→ **INSTRUCTIONS TO FOLLOW**
Convert the listing below into a Markdown table with two columns, No. and Line, giving each nonblank line its own numbered row and skipping blank lines.
======== RAW RECORDS ========
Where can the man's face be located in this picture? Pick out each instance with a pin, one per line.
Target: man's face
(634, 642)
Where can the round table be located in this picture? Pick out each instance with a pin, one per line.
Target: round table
========
→ **RESPONSE**
| No. | Line |
|---|---|
| 1 | Where can the man's face be located in this picture? Pick out each instance with a pin, one per line. |
| 2 | Target: man's face |
| 3 | (634, 642) |
| 4 | Where can the round table be located in this picture? Pick out each instance with a pin, one per line. |
| 5 | Target: round table |